◆ EXERCISE BRIEF:
Which lines in the records below hold the word "orange"? Copy each of them.

Dataset excerpts
= = = = =
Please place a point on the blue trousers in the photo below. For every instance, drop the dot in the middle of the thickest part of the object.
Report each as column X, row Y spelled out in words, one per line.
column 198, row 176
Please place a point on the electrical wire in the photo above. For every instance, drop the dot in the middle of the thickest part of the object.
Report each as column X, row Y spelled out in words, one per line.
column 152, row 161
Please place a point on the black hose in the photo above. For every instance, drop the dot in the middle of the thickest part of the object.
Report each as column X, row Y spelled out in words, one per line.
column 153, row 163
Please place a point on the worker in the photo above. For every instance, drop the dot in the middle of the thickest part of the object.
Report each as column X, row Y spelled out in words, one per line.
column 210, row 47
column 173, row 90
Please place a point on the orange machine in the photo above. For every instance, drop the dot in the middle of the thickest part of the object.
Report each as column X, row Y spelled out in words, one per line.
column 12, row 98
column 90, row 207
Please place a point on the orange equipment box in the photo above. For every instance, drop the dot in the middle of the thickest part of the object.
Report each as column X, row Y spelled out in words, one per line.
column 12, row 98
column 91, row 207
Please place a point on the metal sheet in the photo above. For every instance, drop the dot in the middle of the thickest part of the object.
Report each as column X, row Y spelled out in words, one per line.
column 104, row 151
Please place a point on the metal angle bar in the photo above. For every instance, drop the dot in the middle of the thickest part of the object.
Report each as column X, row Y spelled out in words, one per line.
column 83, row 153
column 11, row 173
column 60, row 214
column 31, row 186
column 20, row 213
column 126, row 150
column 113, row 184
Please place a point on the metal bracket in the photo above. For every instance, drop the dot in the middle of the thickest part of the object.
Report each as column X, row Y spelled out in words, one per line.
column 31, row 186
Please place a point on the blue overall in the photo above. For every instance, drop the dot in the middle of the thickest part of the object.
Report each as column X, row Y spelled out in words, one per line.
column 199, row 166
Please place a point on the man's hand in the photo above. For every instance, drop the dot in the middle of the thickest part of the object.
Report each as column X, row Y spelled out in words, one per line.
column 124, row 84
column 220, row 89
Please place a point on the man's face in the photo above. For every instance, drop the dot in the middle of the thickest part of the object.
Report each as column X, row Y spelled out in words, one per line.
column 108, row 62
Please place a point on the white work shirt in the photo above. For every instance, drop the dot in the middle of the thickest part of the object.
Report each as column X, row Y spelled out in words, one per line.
= = = = =
◆ OUTPUT:
Please place a point on the orange machine in the photo above. For every instance, drop the dot in the middle of the thickest part of the object.
Please place a point on the orange equipment box in the photo above. For every instance, drop the dot in the middle of the thickest part of the object.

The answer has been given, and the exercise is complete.